● **SELECTED PASSAGE**
********************

Scientific Glass Blower Makes Beer Glasses
Released on 05/13/2021
[flame blowing] [upbeat music]
You're playing with gravity, heat,
the strain point,
it's all such fun. [chuckling]
[fire blowing]
[Tim Voiceover] My name is Tim Drier,
I'm a scientific glassblower.
I work in scientific glass all day
and when I see the techniques
that I'm using,
I just thought to myself,
This would be the coolest drinking vessel I've ever seen,
why doesn't anybody ever do that?
So that's what we're doing today,
we're taking borosilicate glass tubing
and blowing it into barware re-imagined.
First, I'm gonna start by making the cups.
[gentle chime]
[glass clinking]
I start with a piece of 44 millimeter tubing,
I heat up a section.
[electronic music]
I close the end off.
[electronic music]
[fire blowing]
I punty up.
The punty is just an attachment
that's going to be removed at some point.
It's made out of borosilicate rod
because I want it to stick to the bubble
that I wanna help control.
[fire blowing]
And then I blow and stretch,
and push and pull into the shape of the cup
that I want.
When I blow a cup,
I'm spinning both hands roughly at the same speed,
in the same direction,
the same lateral pressure.
There's a lot that goes on
when you start getting a bubble soft.
[fire hissing]
[electronic music]
Okay, so now I'm gonna do a fire cut,
where I'm gonna heat just a real thin band of glass,
pull it, basically rip it open
and this will be the top of the cup.
[electronic music]
So now where this is tore,
there's gonna be a little blip
that I need to pick off of there, see it?
Right there.
That needs to come off there
otherwise it will just amplify
as you make the lip
or the foot.
[upbeat music]
Then I heat the whole lip evenly
and I use my graphite paddle
to push the rest of the glass back even,
and then my graphite rod to flare the lip even.
Graphite is used in glass blowing
because it can take a lot of heat
and it's pretty indestructible
when it comes to flames.
[fire blowing]
There you have it.
[Tim Voiceover] I can see that it's even, it's square,
and I usually pull it off on my punty handle
with a small sharp flame
and my tweezers.
Tweezers are extension of my fingers,
when I'm working,
I can't touch the glass so I use my tweezers.
[upbeat music]
So now I'm just closing off the end of the tube,
I'm gonna get rid of this raw end
and close the end of the tube.
[Tim Voiceover] I close off the end
and I peel off what bad glass is on the end
and then it seals off the tube again
so it allows me to blow another bubble.
I can work my way down
a whole six foot length of tube that way.
[fire hissing]
Borosilicate tubing is soda-lime glass,
with boron added to it,
it makes it a stronger, harder glass.

********************

● **GIVEN DATA**
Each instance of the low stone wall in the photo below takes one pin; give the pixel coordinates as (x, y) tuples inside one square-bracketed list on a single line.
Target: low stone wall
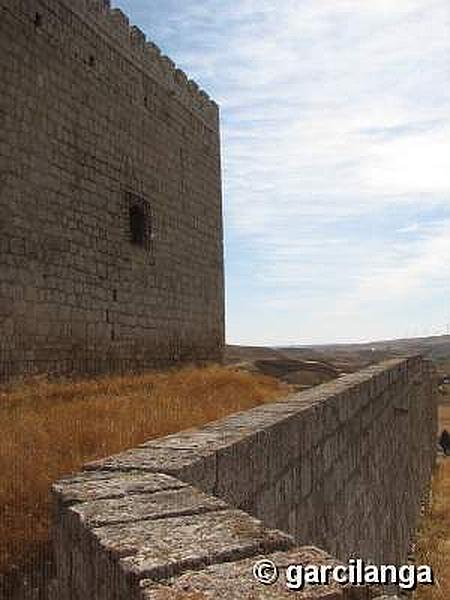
[(341, 467)]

********************

● **EXERCISE DIRECTIONS**
From the glassblowing transcript above, reproduce the passage word for word, starting at "There's a lot" and ending at "Right there.".

● **THE REPLY**
There's a lot that goes on
when you start getting a bubble soft.
[fire hissing]
[electronic music]
Okay, so now I'm gonna do a fire cut,
where I'm gonna heat just a real thin band of glass,
pull it, basically rip it open
and this will be the top of the cup.
[electronic music]
So now where this is tore,
there's gonna be a little blip
that I need to pick off of there, see it?
Right there.